[Supplied text]
# # # #
Rust’s compiler does way more work than Go’s - it is not priorities..

atombender · on Jan 13, 2021

Are benchmarks posted publicly anywhere, like Rust does with their compiler?

smnscu · on Jan 13, 2021

It would be weird if that was not the case, as Go and all its bells and whistles are open source. I found this after a quick search (clicking around will send you to the source code): https://godoc.org/golang.org/x/tools/cmd/compilebench

edit: Ooh, that's nice, I did not know about that, thanks for sharing (especially useful as I'm transitioning to Rust after 10yrs of Go).

atombender · on Jan 13, 2021

Sorry, I mean a public web page for viewing results with charts and tables, like Rust has [1].

[1] https://perf.rust-lang.org/

ndesaulniers · on Jan 13, 2021

> and clang's previous performance advantages were actually due to the lack of various optimization techniques and other features?

Not lack of optimization techniques; LLVM is relatively fast compared to Clang for builds of the Linux kernel. Is it all of the compiler diagnostics and semantic analysis, or just unoptimized code? WIP to find out.

(I literally just went over a perf record of a linux kernel build with a teammate that's going to look into this more; I organized the LLVM miniconf at plumbers which is the video linked in the phoronix article in the grand parent post; my summer intern did the initial profiling work).

ToT LLVM, linux-next x86_64 defconfig: https://photos.app.goo.gl/hNwwy2K1Gh7Uc2D67 (yes, I know about disabling kptr_restrict)

Our next big project is to look into lazy parsing.

hamandcheese · on Jan 13, 2021

I’m confused, I thought clang was a frontend for LLVM so how does it make sense to compare clang with LLVM?

From the clang Wikipedia:

> It uses the LLVM compiler infrastructure as its back end and has been part of the LLVM release cycle since LLVM 2.6.

ndesaulniers · on Jan 13, 2021

It's a pipeline; clang starts, hands off to LLVM.

For a compilation to object file from source code, the vast majority of time for most translation units when building the Linux kernel is spent in the front end of the pipeline, not the middle, or backend.

See also my first plot: https://github.com/ClangBuiltLinux/linux/issues/1086#issueco...

mhh__ · on Jan 13, 2021

It's possible, although it's worth saying that compilers are still relatively dumb when it comes to actually using their arsenal of optimizations - you can have too much of a good thing, it's quite difficult to have a usable performance/compilation-speed tradeoff.

A quick example of this: https://gcc.godbolt.org/z/4r38xv

This isn't a particularly scientific test, but if you compare the assembly for the generated factorial function, the compilers being asked for absolutely breakneck speed correctly identify parallelism in the code, but fail to recognize that the loop overflows almost immediately - it is defined behaviour, so without human intervention it can't guess where we want performance. So the end result is a pretty enormous SIMD-galore function which is not much faster or even slower than the very simple optimize-for-size output.
# # # #
[Data to examine]
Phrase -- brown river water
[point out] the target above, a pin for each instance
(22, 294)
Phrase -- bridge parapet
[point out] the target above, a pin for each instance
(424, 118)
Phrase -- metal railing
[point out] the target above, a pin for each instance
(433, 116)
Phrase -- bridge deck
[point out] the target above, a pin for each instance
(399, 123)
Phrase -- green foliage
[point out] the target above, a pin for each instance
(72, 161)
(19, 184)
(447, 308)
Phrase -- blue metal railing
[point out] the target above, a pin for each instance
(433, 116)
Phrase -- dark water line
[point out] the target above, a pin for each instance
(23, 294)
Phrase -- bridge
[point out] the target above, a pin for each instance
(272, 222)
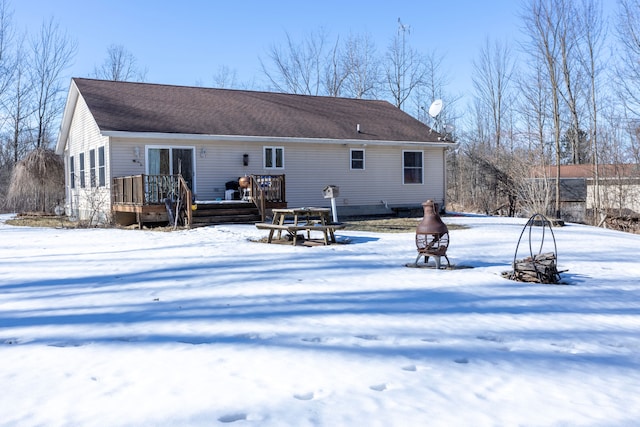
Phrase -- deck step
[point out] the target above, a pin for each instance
(225, 213)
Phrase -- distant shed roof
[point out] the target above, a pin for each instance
(157, 108)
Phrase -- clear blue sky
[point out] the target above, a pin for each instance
(185, 42)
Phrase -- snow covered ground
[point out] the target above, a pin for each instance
(205, 327)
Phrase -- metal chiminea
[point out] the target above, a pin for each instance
(432, 235)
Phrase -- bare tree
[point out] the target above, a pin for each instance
(335, 72)
(541, 22)
(6, 38)
(297, 67)
(493, 72)
(225, 78)
(628, 68)
(52, 52)
(404, 67)
(360, 59)
(20, 107)
(120, 65)
(37, 182)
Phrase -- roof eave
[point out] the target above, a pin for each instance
(65, 125)
(267, 139)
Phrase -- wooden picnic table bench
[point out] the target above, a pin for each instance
(301, 219)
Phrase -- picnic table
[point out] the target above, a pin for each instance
# # # #
[Problem to solve]
In the compiler-speed thread, a poster asks how it makes sense to compare clang with LLVM when clang is a frontend for LLVM. Using the reply in the thread, explain in one to three sentences why the comparison makes sense. The material plays no part in this.

[Reply to the exercise]
Clang and LLVM are separate stages of one pipeline: clang runs first and then hands off to LLVM. That means the time spent in each stage can be compared. When building the Linux kernel, most of the time for most translation units goes to the front end, not the middle or backend.